Texto del ejercicio —
★ ★ ★ ★

Las consecuencias del colonialismo no están solo presentes en las instituciones estatales que se prolongan en el tiempo, ni tampoco solo en las históricas construcciones estatales. Las consecuencias pueden verse, aunque en principio menos evidentes, en la alterada biología de las comunidades subyugadas. 

Existe buena evidencia de que, en los primeros años de vida, las características de la pobreza y la opresión inducen cambios de por vida en nuestras hormonas y tejidos, alteraciones que conducen a un desarrollo anormal de órganos y, por lo tanto, a enfermedades como la diabetes tipo 2, enfermedades cardiovasculares, enfermedad renal, obesidad, hipertensión y osteoporosis en la vejez. Estas son alteraciones que no solo persisten a lo largo de la vida de una persona, algunas serán transmitidas a las generaciones futuras.

★ ★ ★ ★

Listado de ítems —

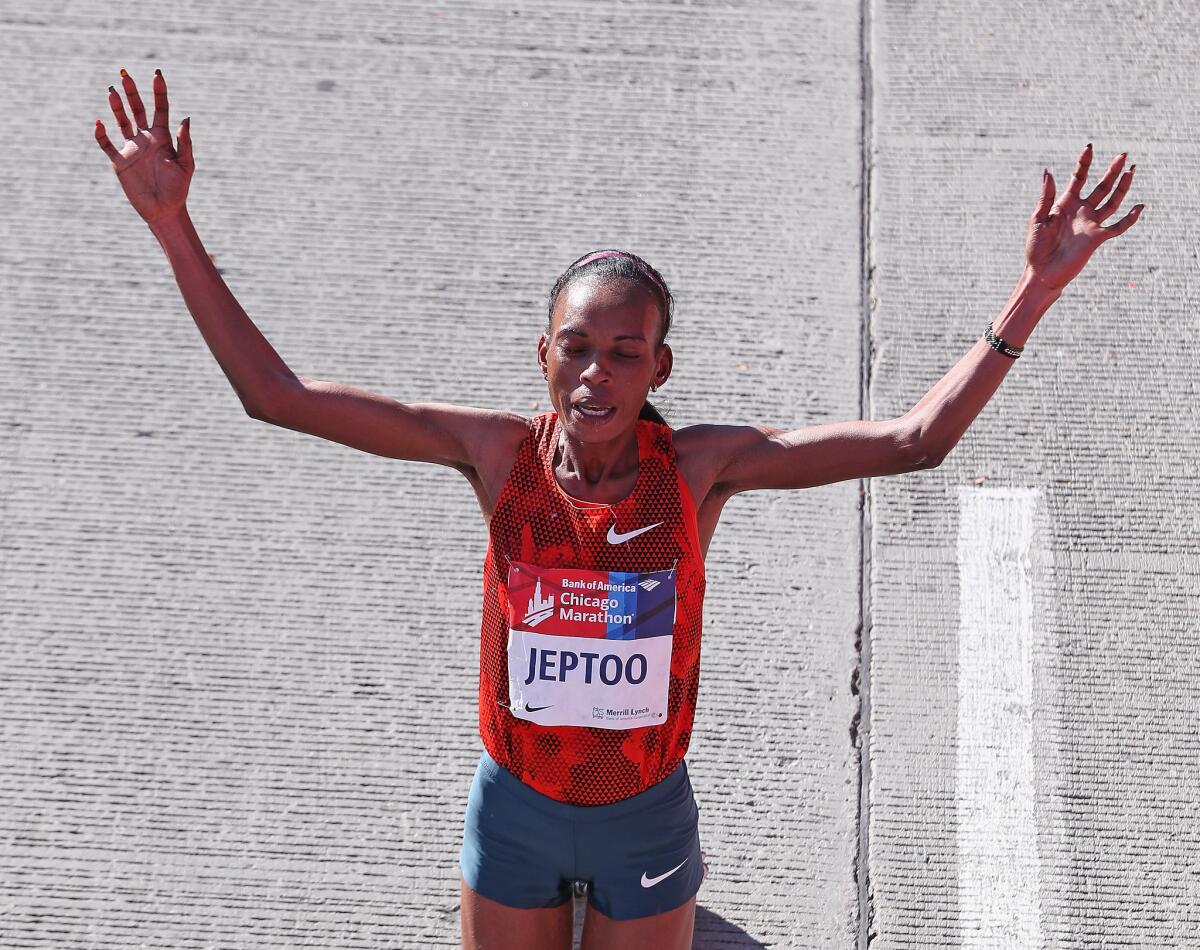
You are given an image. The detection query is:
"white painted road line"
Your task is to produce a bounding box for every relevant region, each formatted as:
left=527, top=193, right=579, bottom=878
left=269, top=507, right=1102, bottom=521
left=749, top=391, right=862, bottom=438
left=956, top=487, right=1042, bottom=950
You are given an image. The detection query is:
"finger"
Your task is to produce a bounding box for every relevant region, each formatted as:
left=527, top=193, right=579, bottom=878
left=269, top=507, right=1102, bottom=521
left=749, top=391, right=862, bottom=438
left=1033, top=168, right=1054, bottom=224
left=1096, top=162, right=1138, bottom=221
left=1100, top=205, right=1146, bottom=241
left=154, top=70, right=170, bottom=132
left=108, top=86, right=137, bottom=138
left=121, top=67, right=150, bottom=128
left=96, top=119, right=121, bottom=167
left=1062, top=142, right=1092, bottom=204
left=175, top=115, right=196, bottom=175
left=1084, top=152, right=1129, bottom=208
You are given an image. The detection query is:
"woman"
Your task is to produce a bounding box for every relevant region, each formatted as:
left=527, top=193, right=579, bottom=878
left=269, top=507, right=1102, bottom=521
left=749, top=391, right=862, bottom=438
left=95, top=70, right=1144, bottom=950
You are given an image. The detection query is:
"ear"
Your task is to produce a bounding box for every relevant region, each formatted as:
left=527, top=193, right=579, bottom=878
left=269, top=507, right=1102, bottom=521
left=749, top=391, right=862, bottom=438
left=650, top=343, right=674, bottom=386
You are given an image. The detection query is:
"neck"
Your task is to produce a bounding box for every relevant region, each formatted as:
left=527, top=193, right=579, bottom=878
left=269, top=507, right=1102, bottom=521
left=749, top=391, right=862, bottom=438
left=554, top=423, right=638, bottom=492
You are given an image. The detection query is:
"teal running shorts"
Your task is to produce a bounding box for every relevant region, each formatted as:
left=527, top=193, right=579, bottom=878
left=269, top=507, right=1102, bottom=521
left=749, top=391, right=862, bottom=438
left=458, top=751, right=704, bottom=920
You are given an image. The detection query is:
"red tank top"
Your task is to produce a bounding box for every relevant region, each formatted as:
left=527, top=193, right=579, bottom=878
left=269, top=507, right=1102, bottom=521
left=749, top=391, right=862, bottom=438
left=479, top=411, right=704, bottom=805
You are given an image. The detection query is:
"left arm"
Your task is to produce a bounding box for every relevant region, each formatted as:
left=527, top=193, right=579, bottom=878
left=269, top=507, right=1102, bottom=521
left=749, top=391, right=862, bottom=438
left=907, top=267, right=1062, bottom=468
left=700, top=144, right=1145, bottom=498
left=907, top=144, right=1145, bottom=465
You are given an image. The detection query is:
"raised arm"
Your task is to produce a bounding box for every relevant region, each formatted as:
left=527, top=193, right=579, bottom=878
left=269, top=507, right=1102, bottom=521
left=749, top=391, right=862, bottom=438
left=677, top=144, right=1145, bottom=495
left=96, top=70, right=528, bottom=475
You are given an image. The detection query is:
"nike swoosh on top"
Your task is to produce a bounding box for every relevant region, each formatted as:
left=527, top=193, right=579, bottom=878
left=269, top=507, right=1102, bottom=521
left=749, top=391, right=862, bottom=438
left=642, top=858, right=688, bottom=888
left=608, top=522, right=662, bottom=545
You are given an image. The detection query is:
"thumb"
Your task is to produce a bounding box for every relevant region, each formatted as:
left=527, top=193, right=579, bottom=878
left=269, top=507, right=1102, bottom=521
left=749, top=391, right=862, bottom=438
left=175, top=115, right=196, bottom=175
left=1033, top=168, right=1054, bottom=223
left=1033, top=168, right=1054, bottom=223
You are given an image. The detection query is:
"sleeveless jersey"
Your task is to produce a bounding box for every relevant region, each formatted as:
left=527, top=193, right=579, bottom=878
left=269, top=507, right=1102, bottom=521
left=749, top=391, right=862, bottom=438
left=479, top=411, right=704, bottom=805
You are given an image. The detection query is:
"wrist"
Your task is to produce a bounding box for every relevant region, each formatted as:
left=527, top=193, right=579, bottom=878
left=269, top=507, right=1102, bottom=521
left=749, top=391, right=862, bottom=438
left=146, top=205, right=193, bottom=242
left=1013, top=264, right=1066, bottom=303
left=991, top=267, right=1062, bottom=347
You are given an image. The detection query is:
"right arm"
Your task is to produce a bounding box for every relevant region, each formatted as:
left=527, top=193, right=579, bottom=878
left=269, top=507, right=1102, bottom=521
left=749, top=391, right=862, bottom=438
left=95, top=71, right=529, bottom=493
left=150, top=210, right=528, bottom=473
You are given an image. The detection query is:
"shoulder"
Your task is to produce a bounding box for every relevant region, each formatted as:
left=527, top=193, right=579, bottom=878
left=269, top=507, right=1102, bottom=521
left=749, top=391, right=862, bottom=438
left=672, top=422, right=784, bottom=500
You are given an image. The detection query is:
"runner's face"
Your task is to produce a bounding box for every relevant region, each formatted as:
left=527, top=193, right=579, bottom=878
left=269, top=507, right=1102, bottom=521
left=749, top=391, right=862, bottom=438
left=538, top=279, right=671, bottom=441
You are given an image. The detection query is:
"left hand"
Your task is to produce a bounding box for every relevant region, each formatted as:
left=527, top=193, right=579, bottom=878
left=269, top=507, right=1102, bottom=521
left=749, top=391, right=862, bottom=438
left=1025, top=144, right=1146, bottom=290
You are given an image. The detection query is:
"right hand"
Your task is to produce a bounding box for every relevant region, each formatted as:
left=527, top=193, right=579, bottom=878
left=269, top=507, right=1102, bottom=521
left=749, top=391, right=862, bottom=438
left=96, top=70, right=196, bottom=224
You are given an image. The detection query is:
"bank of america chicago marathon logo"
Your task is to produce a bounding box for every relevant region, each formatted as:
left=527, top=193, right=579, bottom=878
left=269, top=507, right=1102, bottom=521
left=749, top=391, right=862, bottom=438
left=508, top=561, right=676, bottom=641
left=523, top=577, right=662, bottom=627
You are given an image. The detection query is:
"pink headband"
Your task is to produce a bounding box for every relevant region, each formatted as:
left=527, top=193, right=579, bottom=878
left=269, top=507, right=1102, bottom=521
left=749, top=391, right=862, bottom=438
left=571, top=251, right=667, bottom=299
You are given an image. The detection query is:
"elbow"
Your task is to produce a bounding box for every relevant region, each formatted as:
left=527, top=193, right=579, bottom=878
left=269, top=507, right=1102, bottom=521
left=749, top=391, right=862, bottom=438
left=898, top=416, right=949, bottom=471
left=917, top=452, right=949, bottom=469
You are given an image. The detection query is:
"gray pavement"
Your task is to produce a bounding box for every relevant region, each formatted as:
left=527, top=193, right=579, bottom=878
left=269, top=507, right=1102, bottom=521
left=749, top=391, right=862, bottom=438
left=0, top=0, right=1200, bottom=950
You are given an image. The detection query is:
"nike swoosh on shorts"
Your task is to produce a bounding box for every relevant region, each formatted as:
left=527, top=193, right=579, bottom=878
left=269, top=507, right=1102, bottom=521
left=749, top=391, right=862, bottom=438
left=608, top=522, right=662, bottom=545
left=642, top=858, right=688, bottom=888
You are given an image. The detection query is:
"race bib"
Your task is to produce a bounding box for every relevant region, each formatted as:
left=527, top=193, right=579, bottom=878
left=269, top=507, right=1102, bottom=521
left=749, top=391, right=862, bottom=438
left=508, top=561, right=676, bottom=729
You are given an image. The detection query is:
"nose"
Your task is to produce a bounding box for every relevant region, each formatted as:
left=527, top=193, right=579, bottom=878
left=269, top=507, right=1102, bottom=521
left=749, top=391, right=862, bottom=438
left=580, top=356, right=608, bottom=380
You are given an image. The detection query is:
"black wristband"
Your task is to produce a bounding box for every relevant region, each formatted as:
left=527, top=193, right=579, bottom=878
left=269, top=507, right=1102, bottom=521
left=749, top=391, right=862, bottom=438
left=983, top=323, right=1025, bottom=360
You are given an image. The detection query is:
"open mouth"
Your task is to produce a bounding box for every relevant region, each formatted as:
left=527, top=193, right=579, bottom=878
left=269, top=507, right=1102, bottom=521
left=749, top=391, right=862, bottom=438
left=571, top=402, right=617, bottom=419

★ ★ ★ ★

Preguntas —
- a) Según el texto sobre el colonialismo, ¿en qué etapa de la vida provocan la pobreza y la opresión cambios de por vida en las hormonas y los tejidos?
- b) Extrae tal cual del texto sobre el colonialismo el fragmento que empieza en "Las consecuencias del" y termina en "las generaciones futuras.".
Los ítems son material aparte y no guardan relación con el texto.

Respuestas —
- a) En los primeros años de vida.

- b)
Las consecuencias del colonialismo no están solo presentes en las instituciones estatales que se prolongan en el tiempo, ni tampoco solo en las históricas construcciones estatales. Las consecuencias pueden verse, aunque en principio menos evidentes, en la alterada biología de las comunidades subyugadas. 

Existe buena evidencia de que, en los primeros años de vida, las características de la pobreza y la opresión inducen cambios de por vida en nuestras hormonas y tejidos, alteraciones que conducen a un desarrollo anormal de órganos y, por lo tanto, a enfermedades como la diabetes tipo 2, enfermedades cardiovasculares, enfermedad renal, obesidad, hipertensión y osteoporosis en la vejez. Estas son alteraciones que no solo persisten a lo largo de la vida de una persona, algunas serán transmitidas a las generaciones futuras.